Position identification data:
____________

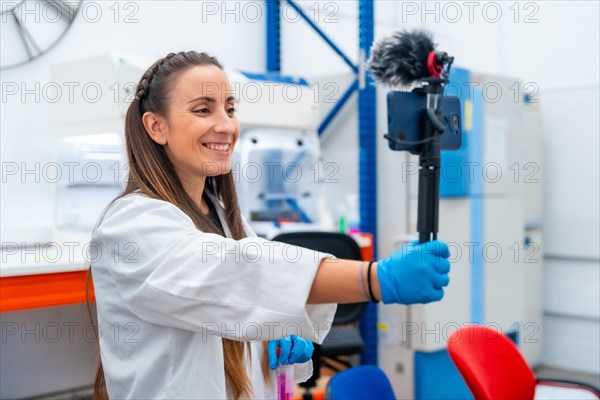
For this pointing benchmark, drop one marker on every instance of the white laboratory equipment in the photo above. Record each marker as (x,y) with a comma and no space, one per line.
(92,176)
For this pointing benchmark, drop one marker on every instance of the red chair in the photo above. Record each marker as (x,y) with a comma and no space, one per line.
(493,367)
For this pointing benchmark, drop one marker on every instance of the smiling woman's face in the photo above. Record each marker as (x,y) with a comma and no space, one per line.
(201,127)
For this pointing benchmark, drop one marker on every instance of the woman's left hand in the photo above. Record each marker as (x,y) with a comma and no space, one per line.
(294,349)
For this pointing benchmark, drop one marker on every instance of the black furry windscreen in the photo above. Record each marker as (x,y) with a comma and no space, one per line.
(401,58)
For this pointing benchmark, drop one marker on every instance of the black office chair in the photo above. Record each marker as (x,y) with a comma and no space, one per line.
(342,340)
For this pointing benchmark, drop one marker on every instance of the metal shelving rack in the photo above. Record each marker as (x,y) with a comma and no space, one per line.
(366,125)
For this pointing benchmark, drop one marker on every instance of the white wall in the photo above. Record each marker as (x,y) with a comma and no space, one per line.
(553,47)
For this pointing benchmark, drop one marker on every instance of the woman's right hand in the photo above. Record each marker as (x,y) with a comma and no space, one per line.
(415,273)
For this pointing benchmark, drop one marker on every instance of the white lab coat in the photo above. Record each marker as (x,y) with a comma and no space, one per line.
(167,293)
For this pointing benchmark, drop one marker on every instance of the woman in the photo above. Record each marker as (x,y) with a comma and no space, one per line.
(187,296)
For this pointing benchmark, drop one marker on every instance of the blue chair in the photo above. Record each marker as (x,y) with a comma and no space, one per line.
(360,383)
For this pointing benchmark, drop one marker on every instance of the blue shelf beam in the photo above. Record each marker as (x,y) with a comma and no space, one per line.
(367,119)
(367,129)
(273,35)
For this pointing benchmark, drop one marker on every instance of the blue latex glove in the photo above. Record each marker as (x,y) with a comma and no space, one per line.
(415,273)
(294,349)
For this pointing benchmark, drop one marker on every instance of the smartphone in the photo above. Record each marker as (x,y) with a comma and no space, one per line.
(404,121)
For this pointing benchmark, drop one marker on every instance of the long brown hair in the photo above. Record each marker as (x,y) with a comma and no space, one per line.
(151,172)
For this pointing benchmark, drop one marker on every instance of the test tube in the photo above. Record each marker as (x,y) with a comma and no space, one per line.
(285,380)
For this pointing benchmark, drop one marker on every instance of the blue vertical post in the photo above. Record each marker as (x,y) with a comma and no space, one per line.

____________

▶ YOUR TASK
Copy word for word the lines of the data above, starting with the line that contains "of the long" and continuing through the last line of the data.

▶ WRITTEN ANSWER
For this pointing benchmark, drop one marker on every instance of the long brown hair in the photo above. Record each marker as (x,y) with a comma and no space, one per line.
(151,172)
For this pointing benchmark, drop one marker on every instance of the test tube in the photo above. Record each marker as (x,y) with a comma and no space, one per line.
(285,380)
For this pointing benchmark, drop one marker on every instance of the blue vertical post in the photo above. Record each marker as (x,y) with a comma and no space, one per line.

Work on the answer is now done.